§ EXERCISE DIRECTIONS
The data beneath this task is to be duplicated exactly, in its entirety.

§ RECORDS SUPPLIED
────────────────────────────────────────

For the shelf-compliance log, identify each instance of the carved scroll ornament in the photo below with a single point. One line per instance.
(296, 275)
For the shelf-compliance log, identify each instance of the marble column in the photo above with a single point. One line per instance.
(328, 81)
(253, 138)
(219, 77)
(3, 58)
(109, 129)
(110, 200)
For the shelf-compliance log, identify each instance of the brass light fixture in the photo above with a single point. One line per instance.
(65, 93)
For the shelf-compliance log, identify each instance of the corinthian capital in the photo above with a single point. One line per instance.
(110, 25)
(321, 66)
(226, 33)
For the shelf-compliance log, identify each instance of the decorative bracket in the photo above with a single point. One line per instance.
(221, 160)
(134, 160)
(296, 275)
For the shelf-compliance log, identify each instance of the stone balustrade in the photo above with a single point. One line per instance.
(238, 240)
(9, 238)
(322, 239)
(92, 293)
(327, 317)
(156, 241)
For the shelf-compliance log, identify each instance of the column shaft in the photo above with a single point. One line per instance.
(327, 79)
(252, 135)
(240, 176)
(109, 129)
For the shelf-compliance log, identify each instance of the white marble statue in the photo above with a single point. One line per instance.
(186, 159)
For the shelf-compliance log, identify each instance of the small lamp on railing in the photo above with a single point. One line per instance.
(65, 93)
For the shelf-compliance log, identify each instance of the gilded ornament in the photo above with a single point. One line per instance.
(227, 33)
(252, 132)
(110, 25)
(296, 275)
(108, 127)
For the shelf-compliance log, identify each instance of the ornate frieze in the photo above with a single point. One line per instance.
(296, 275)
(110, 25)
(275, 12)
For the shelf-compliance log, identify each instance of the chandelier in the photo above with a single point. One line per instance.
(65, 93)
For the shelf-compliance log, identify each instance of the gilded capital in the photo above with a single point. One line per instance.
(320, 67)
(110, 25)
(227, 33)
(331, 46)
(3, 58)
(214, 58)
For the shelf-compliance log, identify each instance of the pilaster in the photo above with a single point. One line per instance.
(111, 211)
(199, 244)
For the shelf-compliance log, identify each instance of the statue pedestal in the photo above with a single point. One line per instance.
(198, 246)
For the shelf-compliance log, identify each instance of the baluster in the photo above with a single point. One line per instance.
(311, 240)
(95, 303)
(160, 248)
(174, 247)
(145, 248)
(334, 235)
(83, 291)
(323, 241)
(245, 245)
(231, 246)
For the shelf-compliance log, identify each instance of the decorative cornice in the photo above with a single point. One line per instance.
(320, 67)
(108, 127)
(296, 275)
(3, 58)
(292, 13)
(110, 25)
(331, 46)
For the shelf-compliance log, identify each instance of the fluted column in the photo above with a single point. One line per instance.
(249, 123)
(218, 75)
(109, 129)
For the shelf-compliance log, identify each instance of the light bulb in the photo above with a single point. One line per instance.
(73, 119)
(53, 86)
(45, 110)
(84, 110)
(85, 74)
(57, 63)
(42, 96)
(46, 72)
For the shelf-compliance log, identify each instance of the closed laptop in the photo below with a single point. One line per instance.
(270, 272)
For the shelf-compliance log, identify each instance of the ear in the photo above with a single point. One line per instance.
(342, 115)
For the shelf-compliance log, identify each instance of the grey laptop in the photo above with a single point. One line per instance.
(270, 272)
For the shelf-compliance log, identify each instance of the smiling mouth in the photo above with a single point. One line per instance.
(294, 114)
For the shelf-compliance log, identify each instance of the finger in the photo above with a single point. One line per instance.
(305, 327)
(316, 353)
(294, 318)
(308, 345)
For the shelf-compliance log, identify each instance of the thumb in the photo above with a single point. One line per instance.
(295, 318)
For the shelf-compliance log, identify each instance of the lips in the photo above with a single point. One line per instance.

────────────────────────────────────────

§ TASK OUTPUT
For the shelf-compliance log, identify each instance of the carved scroll ornament in the photo below with a single point. One line per instance.
(296, 275)
For the shelf-compliance log, identify each instance of the marble column in the photo above with a single point. One line per instance.
(328, 81)
(253, 138)
(219, 77)
(3, 58)
(109, 129)
(110, 200)
For the shelf-compliance log, identify each instance of the brass light fixture in the photo above with a single point. One line per instance.
(65, 93)
For the shelf-compliance log, identify each instance of the corinthian capital in the photo above with a single point. One line per instance.
(110, 25)
(321, 66)
(226, 33)
For the shelf-compliance log, identify each instance of the decorative bracket in the photo above with a single point. One line per instance.
(221, 160)
(134, 160)
(296, 275)
For the shelf-compliance log, identify each instance of the stone balustrade in the photo above with a single point. One line per instance.
(238, 240)
(9, 238)
(322, 239)
(92, 293)
(327, 317)
(156, 241)
For the shelf-compliance log, identify each instance of the column shaft in the photo above with a single point. One line per instance.
(327, 79)
(252, 135)
(240, 176)
(109, 129)
For the shelf-compliance log, identify each instance of the white marble statue in the photo above with a single point. One line per instance.
(186, 159)
For the shelf-compliance log, identify each instance of the small lamp on railing in the photo above with a single point. One line per instance.
(65, 93)
For the shelf-compliance log, identify each instance of the gilded ornament in the photo above with a single point. One line per instance.
(227, 33)
(252, 132)
(110, 25)
(296, 275)
(108, 127)
For the shelf-compliance log, identify each instance of the ornate frieze in the photo above with a single point. One line per instance.
(296, 275)
(110, 25)
(275, 12)
For the shelf-compliance log, identify each instance of the chandelier in the photo above with a single point. One line per instance.
(65, 93)
For the shelf-compliance log, identify each instance of the gilded capital in the photo above with a single point. One line per instance.
(320, 67)
(110, 25)
(227, 33)
(331, 46)
(3, 58)
(214, 58)
For the shelf-compliance log, identify each instance of the pilaster in the photo above with a single point. One line per instance.
(111, 211)
(199, 244)
For the shelf-compliance log, identify each instance of the statue pedestal in the photo above with a single point. One line per instance.
(198, 246)
For the shelf-compliance log, identify each instance of the baluster in the photo above with a single point. One line per instance.
(311, 240)
(95, 303)
(160, 248)
(174, 247)
(145, 248)
(334, 235)
(83, 291)
(323, 241)
(245, 245)
(231, 246)
For the shelf-compliance log, identify each instance of the decorative cornice in the photo above with a single point. One line per instance.
(320, 67)
(108, 127)
(296, 275)
(3, 58)
(292, 13)
(110, 25)
(331, 46)
For the shelf-compliance log, identify each instance of the fluted column in the photo above with a single point. One line per instance.
(249, 123)
(218, 75)
(109, 129)
For the shelf-compliance log, identify each instance of the light bulb in the photo above with a single point. One line per instance.
(73, 119)
(53, 86)
(45, 110)
(84, 110)
(85, 74)
(57, 63)
(42, 96)
(46, 72)
For the shelf-compliance log, identify each instance of the closed laptop in the photo below with a single point. One line per instance.
(270, 272)
For the shelf-compliance log, identify each instance of the ear in the photo above with a single point. One line per instance.
(342, 115)
For the shelf-compliance log, identify each instance of the grey laptop in the photo above with a single point. One line per instance.
(270, 272)
For the shelf-compliance log, identify each instance of the smiling mouth in the photo above with a single point. One line per instance.
(294, 114)
For the shelf-compliance log, identify each instance of the finger in the photo above with a single point. One line per instance.
(305, 327)
(316, 353)
(294, 318)
(308, 345)
For the shelf-compliance log, identify each instance of the thumb in the photo above with a single point. One line per instance.
(295, 318)
For the shelf-compliance log, identify each instance of the lips in the photo above with a single point. One line per instance.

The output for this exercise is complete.